Extracted data entries
------------------------------
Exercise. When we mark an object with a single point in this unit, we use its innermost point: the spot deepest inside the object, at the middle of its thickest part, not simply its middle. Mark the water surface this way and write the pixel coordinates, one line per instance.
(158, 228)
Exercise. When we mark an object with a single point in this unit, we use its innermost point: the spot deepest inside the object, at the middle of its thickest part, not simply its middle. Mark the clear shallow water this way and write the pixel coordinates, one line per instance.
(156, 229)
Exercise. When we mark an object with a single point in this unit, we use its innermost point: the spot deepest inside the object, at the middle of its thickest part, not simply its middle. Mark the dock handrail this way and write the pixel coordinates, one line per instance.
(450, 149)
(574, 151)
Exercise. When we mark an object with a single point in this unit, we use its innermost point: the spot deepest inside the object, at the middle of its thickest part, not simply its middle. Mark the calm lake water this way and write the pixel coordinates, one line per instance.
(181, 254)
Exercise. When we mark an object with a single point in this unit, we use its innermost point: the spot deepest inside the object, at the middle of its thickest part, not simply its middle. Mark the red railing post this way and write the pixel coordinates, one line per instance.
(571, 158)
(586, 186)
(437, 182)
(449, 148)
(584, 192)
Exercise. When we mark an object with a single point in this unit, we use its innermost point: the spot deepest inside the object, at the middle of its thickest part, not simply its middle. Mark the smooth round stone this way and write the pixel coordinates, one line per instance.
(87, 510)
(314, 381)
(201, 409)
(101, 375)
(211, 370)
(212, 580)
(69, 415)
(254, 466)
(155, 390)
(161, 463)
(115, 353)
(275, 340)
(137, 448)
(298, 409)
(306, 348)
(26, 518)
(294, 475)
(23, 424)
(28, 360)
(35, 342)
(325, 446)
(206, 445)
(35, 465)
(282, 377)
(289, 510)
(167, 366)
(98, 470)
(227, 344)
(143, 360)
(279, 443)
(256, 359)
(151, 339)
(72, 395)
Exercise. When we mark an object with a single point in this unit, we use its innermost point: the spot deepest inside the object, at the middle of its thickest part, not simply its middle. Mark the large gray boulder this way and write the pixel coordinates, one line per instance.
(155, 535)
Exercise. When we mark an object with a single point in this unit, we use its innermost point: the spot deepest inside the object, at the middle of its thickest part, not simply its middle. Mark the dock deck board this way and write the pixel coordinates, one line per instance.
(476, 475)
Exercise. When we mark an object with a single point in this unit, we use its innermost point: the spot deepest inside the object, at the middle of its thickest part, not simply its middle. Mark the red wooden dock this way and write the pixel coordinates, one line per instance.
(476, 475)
------------------------------
**What you need to do:**
Transcribe each entry exactly as it appears.

**Written response:**
Exercise. When we mark an object with a single point in this unit, we use its innermost point: the spot deepest inside the object, at the middle of its thickest part, not simply its middle. Mark the water surface this way and write the pixel coordinates, one line per instance.
(158, 228)
Exercise. When we mark an object with a single point in this unit, we use its innermost point: the spot deepest inside the object, at the middle of its thickest part, not simply its middle. Mark the clear shallow water this way and write the pixel coordinates, one line per instance.
(156, 229)
Exercise. When we mark an object with a single point in this unit, we use its innermost point: the spot deepest inside the object, at the middle of its thickest part, not simply its middle. Mark the dock handrail this way and write the pixel coordinates, one line per instance.
(450, 149)
(574, 151)
Exercise. When we mark an object with a single point in this unit, we use its innermost point: the spot deepest inside the object, at the middle of its thickest part, not simply its middle. Mark the calm lake water this way and write the pixel coordinates, one line per instance.
(181, 254)
Exercise. When we mark an object with a single point in this unit, we use its innermost point: the spot deepest inside the object, at the middle of its thickest part, not simply its middle. Mark the red railing post this way and write the pixel coordinates, one line per instance.
(571, 158)
(586, 186)
(437, 182)
(449, 148)
(584, 192)
Exercise. When we mark an object with a single point in this unit, we use its innermost point: the spot deepest inside the object, at the middle of its thickest part, not simply its middle. Mark the smooth round stone this way and write the pixel coordinates, one line per instance.
(87, 510)
(314, 381)
(201, 409)
(101, 375)
(211, 370)
(212, 580)
(69, 415)
(254, 466)
(155, 390)
(161, 463)
(115, 353)
(275, 340)
(137, 448)
(298, 409)
(306, 348)
(26, 518)
(294, 475)
(23, 424)
(28, 360)
(35, 342)
(325, 446)
(206, 445)
(35, 465)
(282, 377)
(289, 510)
(167, 366)
(98, 470)
(227, 344)
(143, 360)
(279, 443)
(256, 359)
(151, 339)
(72, 395)
Exercise. When we mark an object with a single point in this unit, we use its innermost point: the spot deepest inside the object, at the middle of its thickest part, not simply its middle. Mark the large gray boulder this way and write the pixel coordinates, one line per instance.
(155, 535)
Exercise. When we mark an object with a single point in this unit, we use its innermost point: the spot deepest inside the object, at the middle of its thickest part, not simply its middle. Mark the dock deck board this way and write the pixel coordinates, one line per instance.
(476, 475)
Exercise. When we mark an object with a single point in this unit, we use its innermost point: the spot deepest inside the object, at the middle of its thickest part, not simply its middle. Mark the red wooden dock this way and write the pixel coordinates, one line per instance.
(476, 475)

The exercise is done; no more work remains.